(Data pelabelan titik berbasis foto)
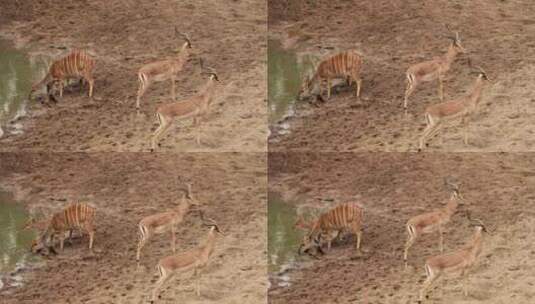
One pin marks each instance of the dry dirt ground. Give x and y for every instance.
(392, 35)
(123, 35)
(392, 187)
(125, 187)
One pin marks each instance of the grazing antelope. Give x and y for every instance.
(345, 65)
(163, 70)
(196, 106)
(329, 237)
(348, 216)
(433, 221)
(195, 259)
(461, 261)
(165, 221)
(433, 69)
(79, 216)
(78, 64)
(463, 107)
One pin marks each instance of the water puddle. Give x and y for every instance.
(17, 73)
(14, 242)
(285, 70)
(283, 239)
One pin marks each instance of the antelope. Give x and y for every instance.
(433, 69)
(78, 216)
(463, 107)
(163, 70)
(196, 106)
(195, 259)
(461, 260)
(345, 65)
(433, 221)
(165, 221)
(78, 64)
(304, 225)
(348, 216)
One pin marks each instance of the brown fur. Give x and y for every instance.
(345, 65)
(79, 216)
(78, 64)
(348, 216)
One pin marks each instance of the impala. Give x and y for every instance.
(433, 69)
(433, 221)
(195, 259)
(436, 115)
(163, 70)
(196, 107)
(461, 261)
(165, 221)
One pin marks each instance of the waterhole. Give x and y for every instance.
(14, 242)
(283, 238)
(17, 73)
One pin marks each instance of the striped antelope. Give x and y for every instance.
(433, 69)
(165, 221)
(196, 106)
(461, 261)
(345, 65)
(433, 221)
(79, 216)
(348, 216)
(329, 237)
(78, 64)
(463, 107)
(163, 70)
(195, 259)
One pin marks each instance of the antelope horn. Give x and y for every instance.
(449, 183)
(183, 35)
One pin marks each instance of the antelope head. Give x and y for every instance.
(183, 36)
(480, 73)
(209, 71)
(306, 89)
(208, 222)
(477, 223)
(456, 41)
(308, 243)
(454, 188)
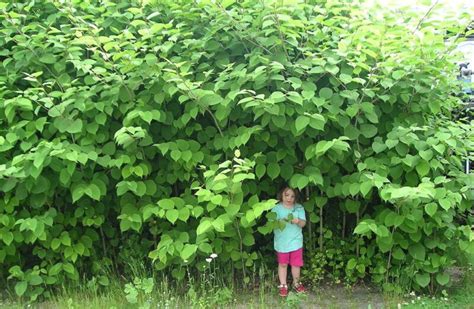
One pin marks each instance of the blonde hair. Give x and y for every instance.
(282, 191)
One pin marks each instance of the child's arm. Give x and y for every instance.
(300, 220)
(301, 223)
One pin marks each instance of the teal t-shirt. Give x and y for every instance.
(290, 238)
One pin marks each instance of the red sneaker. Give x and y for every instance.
(299, 288)
(283, 290)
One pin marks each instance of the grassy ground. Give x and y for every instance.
(201, 295)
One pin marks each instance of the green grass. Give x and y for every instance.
(212, 291)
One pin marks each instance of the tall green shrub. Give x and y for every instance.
(164, 129)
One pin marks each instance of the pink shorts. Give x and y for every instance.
(293, 258)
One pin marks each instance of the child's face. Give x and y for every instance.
(288, 197)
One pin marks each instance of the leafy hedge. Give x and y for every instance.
(164, 129)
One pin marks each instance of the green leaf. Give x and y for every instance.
(55, 243)
(431, 209)
(422, 279)
(273, 170)
(203, 227)
(442, 278)
(445, 203)
(423, 168)
(210, 99)
(188, 251)
(74, 126)
(7, 237)
(20, 288)
(368, 130)
(218, 225)
(172, 215)
(301, 123)
(48, 59)
(325, 93)
(417, 251)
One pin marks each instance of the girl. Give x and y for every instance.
(288, 241)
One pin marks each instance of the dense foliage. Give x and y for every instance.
(164, 130)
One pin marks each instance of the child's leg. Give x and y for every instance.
(296, 261)
(282, 273)
(295, 272)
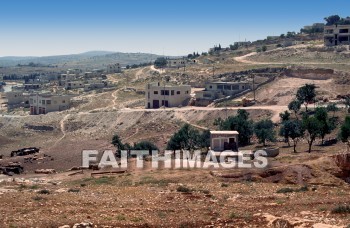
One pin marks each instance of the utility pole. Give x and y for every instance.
(163, 94)
(254, 87)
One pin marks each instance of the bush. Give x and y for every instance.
(44, 191)
(183, 189)
(224, 185)
(342, 209)
(285, 190)
(288, 190)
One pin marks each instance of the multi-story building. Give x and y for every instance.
(45, 103)
(336, 35)
(176, 63)
(74, 85)
(216, 90)
(114, 68)
(16, 98)
(167, 95)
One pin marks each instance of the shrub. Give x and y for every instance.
(342, 209)
(285, 190)
(183, 189)
(44, 191)
(224, 185)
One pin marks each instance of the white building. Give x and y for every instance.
(216, 90)
(44, 103)
(74, 85)
(167, 95)
(224, 140)
(176, 63)
(336, 35)
(114, 68)
(16, 97)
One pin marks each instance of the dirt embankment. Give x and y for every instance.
(63, 136)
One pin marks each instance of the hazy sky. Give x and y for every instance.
(49, 27)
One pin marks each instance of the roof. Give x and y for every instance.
(224, 132)
(229, 83)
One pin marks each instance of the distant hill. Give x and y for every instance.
(86, 60)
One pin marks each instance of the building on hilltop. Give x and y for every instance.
(335, 35)
(217, 90)
(114, 68)
(167, 95)
(45, 103)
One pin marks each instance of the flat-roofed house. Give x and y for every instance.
(45, 103)
(217, 90)
(16, 97)
(176, 63)
(167, 95)
(224, 140)
(114, 68)
(335, 35)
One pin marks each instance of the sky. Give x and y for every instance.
(57, 27)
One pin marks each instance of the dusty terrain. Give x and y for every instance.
(150, 197)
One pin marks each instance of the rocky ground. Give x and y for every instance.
(179, 198)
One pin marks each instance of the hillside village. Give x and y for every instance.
(287, 95)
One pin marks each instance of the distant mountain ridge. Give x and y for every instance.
(91, 59)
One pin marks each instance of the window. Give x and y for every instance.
(235, 87)
(164, 92)
(206, 95)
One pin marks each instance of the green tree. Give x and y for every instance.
(234, 46)
(205, 139)
(296, 131)
(240, 123)
(284, 116)
(325, 126)
(292, 129)
(332, 20)
(160, 62)
(116, 141)
(188, 138)
(306, 94)
(264, 131)
(332, 107)
(312, 127)
(344, 133)
(145, 145)
(347, 104)
(295, 107)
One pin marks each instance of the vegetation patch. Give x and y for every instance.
(183, 189)
(342, 209)
(289, 190)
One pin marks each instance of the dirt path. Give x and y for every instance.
(243, 59)
(62, 127)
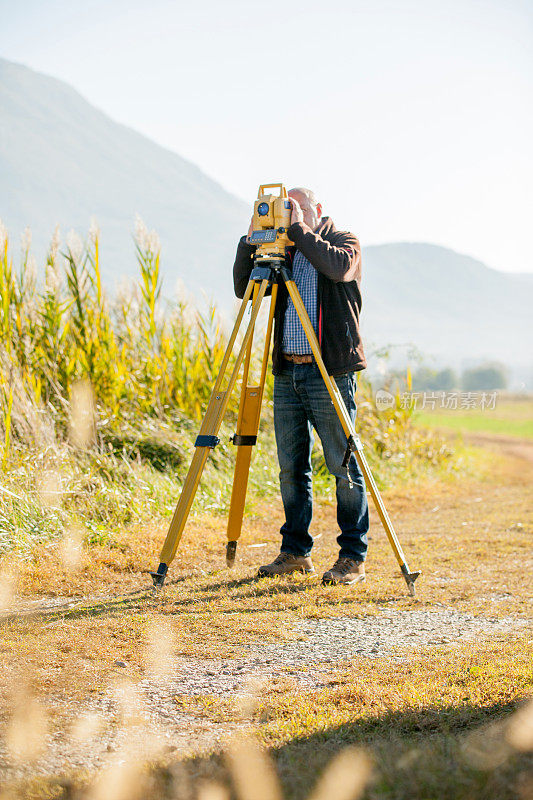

## PETUNJUK LATIHAN INI
Tolong sebutkan jumlah baris dalam data di atas yang memuat kata "distant". Huruf besar dan kecil dibedakan; jawab dengan angka saja.

## HASIL LATIHAN
2